Since 1987 there have been some achievements, but they are far outweighed by the deteriorating situation.

The good news is that the environment is now much closer to mainstream politics everywhere and some straightforward problems are being tackled.

The bad news is that there are “harder-to-manage” issues, the “persistent” problems. And on these, GEO-4 says:  “There are no major issues for which the foreseeable trends are favourable.”

Failure to address these persistent problems may undo all the achievements so far on the simpler issues, and may threaten humanity’s survival, says UNEP. 

Achim Steiner, UNEP Executive Director, said that in the past 20 years the world has has cut by 95% the production of ozone-layer damaging chemicals; created a greenhouse gas emission reduction treaty; supported a rise in terrestrial protected areas to cover 12%  of the Earth and devised many important treaties and agreements such as on biodiversity, desertification, hazardous wastes and biosafety.

 “But, as GEO-4 points out, there continue to be ‘persistent’ and intractable problems unresolved and unaddressed. Past issues remain and new ones are emerging—from the rapid rise of oxygen ‘dead zones’ in the oceans to the resurgence of new and old diseases linked in part with environmental degradation,” said Steiner. Meanwhile, institutions like UNEP, established to counter the root causes, remain under-resourced and weak.

## BRIEF
Retype the passage on the GEO-4 environmental assessment from "Achim Steiner, UNEP" up to and including "wastes and biosafety.". The records can be set aside; nothing here relies on them.

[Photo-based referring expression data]
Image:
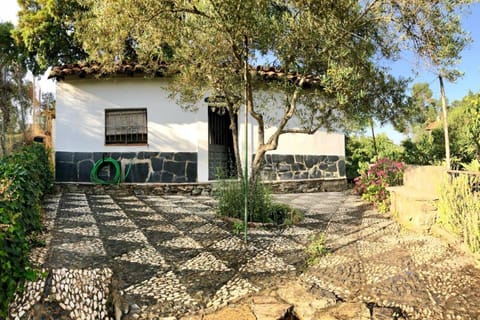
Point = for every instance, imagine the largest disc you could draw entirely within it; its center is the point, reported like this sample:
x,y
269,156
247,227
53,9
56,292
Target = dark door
x,y
221,158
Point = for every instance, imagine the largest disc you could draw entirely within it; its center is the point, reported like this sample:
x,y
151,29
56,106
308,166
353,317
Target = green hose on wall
x,y
118,172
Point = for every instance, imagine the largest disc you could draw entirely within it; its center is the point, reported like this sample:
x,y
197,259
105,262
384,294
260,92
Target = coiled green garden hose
x,y
118,172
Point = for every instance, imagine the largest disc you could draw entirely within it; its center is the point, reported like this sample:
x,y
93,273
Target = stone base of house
x,y
300,167
181,167
142,167
196,189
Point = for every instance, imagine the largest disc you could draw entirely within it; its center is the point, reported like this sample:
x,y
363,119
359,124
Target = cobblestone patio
x,y
154,257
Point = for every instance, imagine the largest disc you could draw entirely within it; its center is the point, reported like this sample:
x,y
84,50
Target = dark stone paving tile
x,y
203,284
59,258
130,273
115,248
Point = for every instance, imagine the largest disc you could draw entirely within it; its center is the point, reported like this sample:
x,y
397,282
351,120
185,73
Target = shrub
x,y
459,210
24,179
374,180
231,203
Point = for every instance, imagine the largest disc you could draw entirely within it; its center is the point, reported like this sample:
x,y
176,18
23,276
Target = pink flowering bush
x,y
373,182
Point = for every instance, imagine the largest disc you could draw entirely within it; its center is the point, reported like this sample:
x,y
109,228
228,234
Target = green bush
x,y
374,180
459,210
25,177
231,203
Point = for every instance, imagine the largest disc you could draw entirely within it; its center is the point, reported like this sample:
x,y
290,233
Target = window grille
x,y
126,126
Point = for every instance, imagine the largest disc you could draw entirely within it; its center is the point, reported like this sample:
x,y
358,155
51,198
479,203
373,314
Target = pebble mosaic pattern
x,y
163,257
374,262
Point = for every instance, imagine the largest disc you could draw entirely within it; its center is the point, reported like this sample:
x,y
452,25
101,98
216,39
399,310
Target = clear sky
x,y
406,67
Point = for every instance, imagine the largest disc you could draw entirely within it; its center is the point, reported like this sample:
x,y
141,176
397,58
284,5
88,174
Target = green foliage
x,y
427,149
316,249
472,166
360,151
231,203
46,30
374,180
464,127
459,210
238,227
25,177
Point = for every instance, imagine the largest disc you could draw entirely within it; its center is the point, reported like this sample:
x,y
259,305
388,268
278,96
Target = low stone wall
x,y
195,189
145,166
300,167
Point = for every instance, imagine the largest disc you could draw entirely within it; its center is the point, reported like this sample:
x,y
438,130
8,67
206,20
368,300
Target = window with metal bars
x,y
126,126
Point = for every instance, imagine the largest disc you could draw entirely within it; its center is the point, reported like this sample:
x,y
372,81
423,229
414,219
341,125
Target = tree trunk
x,y
236,149
2,137
445,123
375,150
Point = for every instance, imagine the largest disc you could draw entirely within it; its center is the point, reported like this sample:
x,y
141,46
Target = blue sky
x,y
470,63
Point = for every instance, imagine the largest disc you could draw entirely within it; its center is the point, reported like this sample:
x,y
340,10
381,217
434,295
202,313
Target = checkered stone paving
x,y
165,255
156,257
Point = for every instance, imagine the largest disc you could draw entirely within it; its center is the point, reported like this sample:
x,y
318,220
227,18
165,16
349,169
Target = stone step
x,y
424,179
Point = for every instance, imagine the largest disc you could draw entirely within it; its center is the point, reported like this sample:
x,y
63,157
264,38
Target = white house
x,y
132,119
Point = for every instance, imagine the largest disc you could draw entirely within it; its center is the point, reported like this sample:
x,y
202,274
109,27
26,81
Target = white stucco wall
x,y
81,108
80,121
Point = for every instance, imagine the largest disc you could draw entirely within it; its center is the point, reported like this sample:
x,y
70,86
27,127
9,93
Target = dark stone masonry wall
x,y
300,167
167,167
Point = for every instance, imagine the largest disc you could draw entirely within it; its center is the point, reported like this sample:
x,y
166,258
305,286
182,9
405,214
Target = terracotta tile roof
x,y
93,69
130,69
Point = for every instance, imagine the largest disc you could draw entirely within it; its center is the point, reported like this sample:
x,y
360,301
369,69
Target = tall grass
x,y
459,210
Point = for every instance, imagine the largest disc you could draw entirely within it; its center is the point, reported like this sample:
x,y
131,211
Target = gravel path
x,y
154,257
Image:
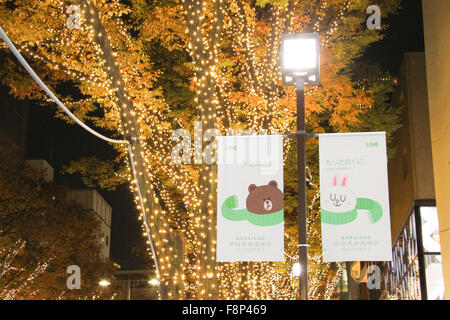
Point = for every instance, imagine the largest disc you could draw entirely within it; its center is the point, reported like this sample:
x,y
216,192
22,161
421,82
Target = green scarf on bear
x,y
230,212
338,218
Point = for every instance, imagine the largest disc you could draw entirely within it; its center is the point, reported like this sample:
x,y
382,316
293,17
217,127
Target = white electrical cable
x,y
84,126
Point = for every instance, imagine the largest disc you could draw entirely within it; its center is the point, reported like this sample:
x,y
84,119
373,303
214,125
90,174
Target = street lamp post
x,y
300,65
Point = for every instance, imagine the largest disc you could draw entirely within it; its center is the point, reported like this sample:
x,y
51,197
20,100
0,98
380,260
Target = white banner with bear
x,y
250,215
354,197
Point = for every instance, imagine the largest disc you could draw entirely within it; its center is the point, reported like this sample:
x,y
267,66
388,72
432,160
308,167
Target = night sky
x,y
58,143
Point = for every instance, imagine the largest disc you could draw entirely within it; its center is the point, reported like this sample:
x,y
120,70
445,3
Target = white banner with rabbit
x,y
250,214
354,197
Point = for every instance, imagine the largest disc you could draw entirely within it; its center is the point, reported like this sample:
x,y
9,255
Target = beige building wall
x,y
411,169
436,14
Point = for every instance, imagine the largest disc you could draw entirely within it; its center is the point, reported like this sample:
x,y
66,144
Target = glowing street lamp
x,y
153,282
104,283
300,66
300,58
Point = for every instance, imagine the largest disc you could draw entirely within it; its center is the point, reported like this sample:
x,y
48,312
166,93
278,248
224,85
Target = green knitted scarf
x,y
338,218
230,212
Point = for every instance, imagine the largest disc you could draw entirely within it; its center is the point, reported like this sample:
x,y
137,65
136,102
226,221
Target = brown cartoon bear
x,y
264,199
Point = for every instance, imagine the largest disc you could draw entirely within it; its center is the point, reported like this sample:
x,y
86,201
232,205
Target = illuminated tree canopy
x,y
145,68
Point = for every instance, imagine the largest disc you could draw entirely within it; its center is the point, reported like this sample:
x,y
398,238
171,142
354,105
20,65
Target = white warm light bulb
x,y
299,54
296,269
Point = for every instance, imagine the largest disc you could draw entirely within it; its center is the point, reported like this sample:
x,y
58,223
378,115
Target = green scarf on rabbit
x,y
338,218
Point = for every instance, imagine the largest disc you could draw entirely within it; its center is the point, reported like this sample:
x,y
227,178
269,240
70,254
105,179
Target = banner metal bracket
x,y
301,132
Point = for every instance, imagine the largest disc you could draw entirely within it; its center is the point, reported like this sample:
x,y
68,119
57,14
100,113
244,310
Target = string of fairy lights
x,y
133,107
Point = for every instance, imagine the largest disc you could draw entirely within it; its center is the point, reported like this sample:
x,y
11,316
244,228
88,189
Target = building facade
x,y
436,16
90,199
416,268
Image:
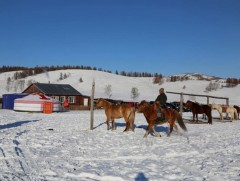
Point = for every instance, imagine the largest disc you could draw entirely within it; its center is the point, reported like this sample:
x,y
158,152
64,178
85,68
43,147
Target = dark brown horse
x,y
238,110
200,109
115,111
150,114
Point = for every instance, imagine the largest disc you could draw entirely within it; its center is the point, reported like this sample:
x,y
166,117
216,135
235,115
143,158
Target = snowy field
x,y
61,146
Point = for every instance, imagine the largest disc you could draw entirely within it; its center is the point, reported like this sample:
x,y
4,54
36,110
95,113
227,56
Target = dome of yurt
x,y
36,103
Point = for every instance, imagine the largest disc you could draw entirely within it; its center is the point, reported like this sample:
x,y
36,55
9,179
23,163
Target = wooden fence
x,y
198,95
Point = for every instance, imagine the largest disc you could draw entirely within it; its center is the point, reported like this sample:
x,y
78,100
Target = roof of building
x,y
58,89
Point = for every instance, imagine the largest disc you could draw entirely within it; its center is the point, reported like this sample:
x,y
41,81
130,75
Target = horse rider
x,y
161,102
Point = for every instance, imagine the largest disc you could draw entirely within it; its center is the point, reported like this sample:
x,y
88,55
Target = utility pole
x,y
92,105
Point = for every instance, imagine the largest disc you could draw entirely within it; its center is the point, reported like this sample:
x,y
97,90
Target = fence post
x,y
181,103
92,104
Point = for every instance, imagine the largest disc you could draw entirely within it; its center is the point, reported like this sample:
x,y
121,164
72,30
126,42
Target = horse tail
x,y
180,122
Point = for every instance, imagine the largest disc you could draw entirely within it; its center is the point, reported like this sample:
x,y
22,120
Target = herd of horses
x,y
127,111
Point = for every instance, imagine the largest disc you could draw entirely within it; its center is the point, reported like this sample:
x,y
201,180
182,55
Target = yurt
x,y
37,103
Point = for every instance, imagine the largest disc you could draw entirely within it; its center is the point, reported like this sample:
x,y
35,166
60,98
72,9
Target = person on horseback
x,y
161,103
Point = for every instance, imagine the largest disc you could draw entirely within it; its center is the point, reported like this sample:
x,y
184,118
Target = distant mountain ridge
x,y
121,86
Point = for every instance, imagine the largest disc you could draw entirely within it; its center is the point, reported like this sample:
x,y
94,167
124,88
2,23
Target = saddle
x,y
160,116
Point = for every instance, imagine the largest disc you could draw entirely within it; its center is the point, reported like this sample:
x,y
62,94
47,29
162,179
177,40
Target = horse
x,y
233,112
115,111
238,109
226,109
200,109
150,113
218,107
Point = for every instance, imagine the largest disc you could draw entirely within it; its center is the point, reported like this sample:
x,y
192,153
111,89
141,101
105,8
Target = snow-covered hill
x,y
121,86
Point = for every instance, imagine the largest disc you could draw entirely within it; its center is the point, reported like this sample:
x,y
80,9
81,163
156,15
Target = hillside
x,y
121,86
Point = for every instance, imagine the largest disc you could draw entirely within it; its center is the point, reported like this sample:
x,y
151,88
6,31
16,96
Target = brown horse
x,y
200,109
115,111
238,110
150,114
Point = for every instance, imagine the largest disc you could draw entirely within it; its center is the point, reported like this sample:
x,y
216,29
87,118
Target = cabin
x,y
61,92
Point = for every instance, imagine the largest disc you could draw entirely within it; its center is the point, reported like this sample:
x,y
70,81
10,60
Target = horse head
x,y
140,107
99,103
188,104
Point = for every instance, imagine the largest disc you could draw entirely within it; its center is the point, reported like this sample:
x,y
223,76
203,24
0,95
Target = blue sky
x,y
154,36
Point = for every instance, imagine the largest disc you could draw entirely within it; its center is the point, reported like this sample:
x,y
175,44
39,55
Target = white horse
x,y
218,107
233,112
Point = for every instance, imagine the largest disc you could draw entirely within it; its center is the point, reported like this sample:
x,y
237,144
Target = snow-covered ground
x,y
61,146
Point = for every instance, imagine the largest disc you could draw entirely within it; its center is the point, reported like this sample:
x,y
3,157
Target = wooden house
x,y
61,92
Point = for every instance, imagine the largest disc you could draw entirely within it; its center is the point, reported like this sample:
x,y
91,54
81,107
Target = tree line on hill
x,y
24,72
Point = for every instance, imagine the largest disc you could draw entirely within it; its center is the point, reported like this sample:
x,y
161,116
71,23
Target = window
x,y
62,98
55,97
72,99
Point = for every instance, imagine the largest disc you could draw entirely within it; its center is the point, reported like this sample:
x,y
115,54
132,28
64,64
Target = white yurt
x,y
37,103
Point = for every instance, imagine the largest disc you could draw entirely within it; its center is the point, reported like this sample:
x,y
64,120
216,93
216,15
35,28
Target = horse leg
x,y
113,124
147,130
108,126
127,125
171,123
197,117
193,117
176,128
155,132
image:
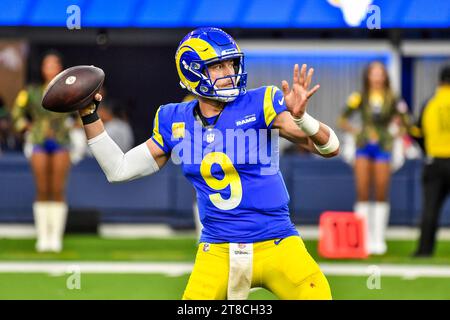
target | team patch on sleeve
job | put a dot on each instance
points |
(273, 104)
(161, 134)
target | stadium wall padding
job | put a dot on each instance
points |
(315, 185)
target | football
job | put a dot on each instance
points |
(73, 89)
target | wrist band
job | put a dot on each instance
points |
(92, 117)
(331, 146)
(307, 124)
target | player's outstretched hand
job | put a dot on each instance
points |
(297, 97)
(92, 107)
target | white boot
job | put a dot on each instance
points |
(41, 212)
(381, 219)
(58, 217)
(362, 210)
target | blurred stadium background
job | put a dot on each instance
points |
(138, 240)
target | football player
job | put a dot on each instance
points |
(248, 239)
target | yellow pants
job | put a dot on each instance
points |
(286, 269)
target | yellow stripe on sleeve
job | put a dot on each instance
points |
(156, 135)
(22, 98)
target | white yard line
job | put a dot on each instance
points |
(178, 268)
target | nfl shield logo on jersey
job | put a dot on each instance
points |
(210, 137)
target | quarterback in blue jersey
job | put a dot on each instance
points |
(226, 143)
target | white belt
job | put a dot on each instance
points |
(241, 269)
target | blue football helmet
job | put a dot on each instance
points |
(205, 46)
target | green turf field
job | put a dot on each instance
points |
(15, 285)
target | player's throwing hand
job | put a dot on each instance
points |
(297, 97)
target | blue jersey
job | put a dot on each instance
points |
(232, 164)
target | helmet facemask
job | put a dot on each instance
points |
(208, 88)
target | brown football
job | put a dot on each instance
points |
(73, 89)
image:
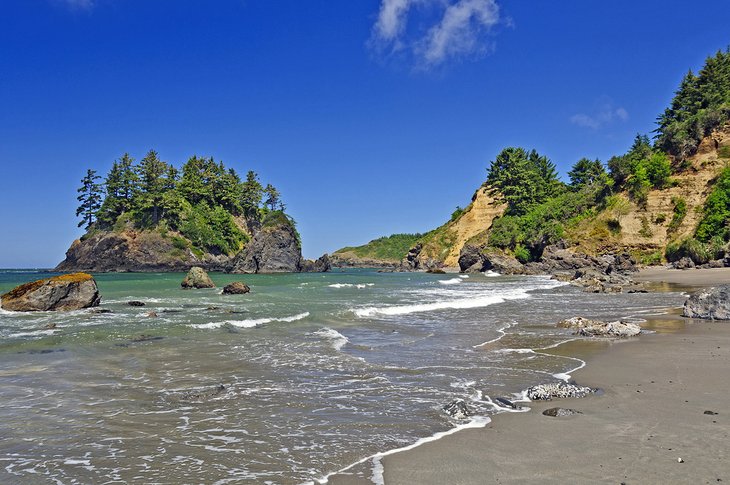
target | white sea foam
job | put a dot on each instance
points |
(429, 307)
(252, 322)
(337, 339)
(477, 422)
(515, 351)
(35, 333)
(350, 285)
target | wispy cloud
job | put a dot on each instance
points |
(459, 29)
(603, 114)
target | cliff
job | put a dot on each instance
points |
(274, 248)
(137, 250)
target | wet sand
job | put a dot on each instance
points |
(654, 423)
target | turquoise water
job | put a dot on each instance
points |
(318, 371)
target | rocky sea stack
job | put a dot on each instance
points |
(151, 216)
(60, 293)
(197, 278)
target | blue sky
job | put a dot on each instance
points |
(371, 117)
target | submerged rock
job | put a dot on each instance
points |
(236, 288)
(197, 278)
(709, 303)
(320, 265)
(596, 328)
(203, 394)
(506, 403)
(553, 390)
(560, 412)
(60, 293)
(458, 409)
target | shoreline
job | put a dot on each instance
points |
(633, 432)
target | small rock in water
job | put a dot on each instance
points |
(560, 412)
(458, 409)
(144, 338)
(546, 392)
(506, 403)
(236, 288)
(204, 394)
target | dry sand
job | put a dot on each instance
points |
(652, 424)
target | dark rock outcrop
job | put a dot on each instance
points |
(274, 249)
(560, 412)
(595, 328)
(236, 288)
(473, 259)
(458, 409)
(411, 261)
(709, 303)
(561, 389)
(321, 265)
(132, 250)
(197, 278)
(60, 293)
(683, 263)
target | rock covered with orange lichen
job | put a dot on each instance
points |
(59, 293)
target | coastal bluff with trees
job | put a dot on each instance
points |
(152, 216)
(666, 200)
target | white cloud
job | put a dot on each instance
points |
(458, 30)
(605, 113)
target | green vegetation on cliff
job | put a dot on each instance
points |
(701, 104)
(391, 248)
(207, 204)
(542, 210)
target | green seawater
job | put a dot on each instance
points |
(302, 377)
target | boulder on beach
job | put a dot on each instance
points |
(553, 390)
(596, 328)
(197, 278)
(709, 303)
(560, 412)
(60, 293)
(236, 288)
(458, 409)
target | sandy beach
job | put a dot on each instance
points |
(663, 416)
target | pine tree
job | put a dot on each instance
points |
(586, 172)
(90, 198)
(273, 198)
(251, 195)
(152, 184)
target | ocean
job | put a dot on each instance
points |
(307, 375)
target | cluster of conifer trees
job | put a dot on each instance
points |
(200, 200)
(540, 205)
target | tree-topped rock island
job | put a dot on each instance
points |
(150, 216)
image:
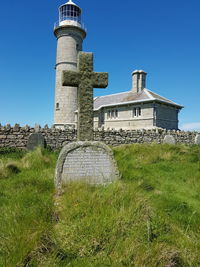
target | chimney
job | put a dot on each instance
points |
(138, 80)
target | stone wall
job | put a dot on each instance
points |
(55, 138)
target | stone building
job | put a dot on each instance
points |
(138, 108)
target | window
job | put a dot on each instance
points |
(137, 112)
(57, 106)
(112, 114)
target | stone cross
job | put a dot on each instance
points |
(85, 79)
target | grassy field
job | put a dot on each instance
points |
(151, 217)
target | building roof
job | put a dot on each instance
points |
(131, 98)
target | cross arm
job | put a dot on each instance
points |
(100, 79)
(70, 78)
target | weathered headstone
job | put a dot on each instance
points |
(169, 139)
(35, 140)
(92, 162)
(85, 159)
(197, 139)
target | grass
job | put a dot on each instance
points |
(151, 217)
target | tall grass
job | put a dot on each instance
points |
(151, 217)
(26, 204)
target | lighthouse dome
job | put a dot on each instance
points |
(70, 14)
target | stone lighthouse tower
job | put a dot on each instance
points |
(70, 34)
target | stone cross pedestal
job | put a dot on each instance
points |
(85, 79)
(85, 160)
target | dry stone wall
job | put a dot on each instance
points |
(17, 136)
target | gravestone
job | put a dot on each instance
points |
(169, 139)
(197, 139)
(35, 140)
(92, 162)
(85, 160)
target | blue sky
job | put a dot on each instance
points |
(160, 37)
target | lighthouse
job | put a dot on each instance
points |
(70, 33)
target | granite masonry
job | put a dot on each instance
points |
(55, 139)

## OUTPUT FOR THIS TASK
Achim Steiner, UNEP Executive Director, said that in the past 20 years the world has has cut by 95% the production of ozone-layer damaging chemicals; created a greenhouse gas emission reduction treaty; supported a rise in terrestrial protected areas to cover 12%  of the Earth and devised many important treaties and agreements such as on biodiversity, desertification, hazardous wastes and biosafety.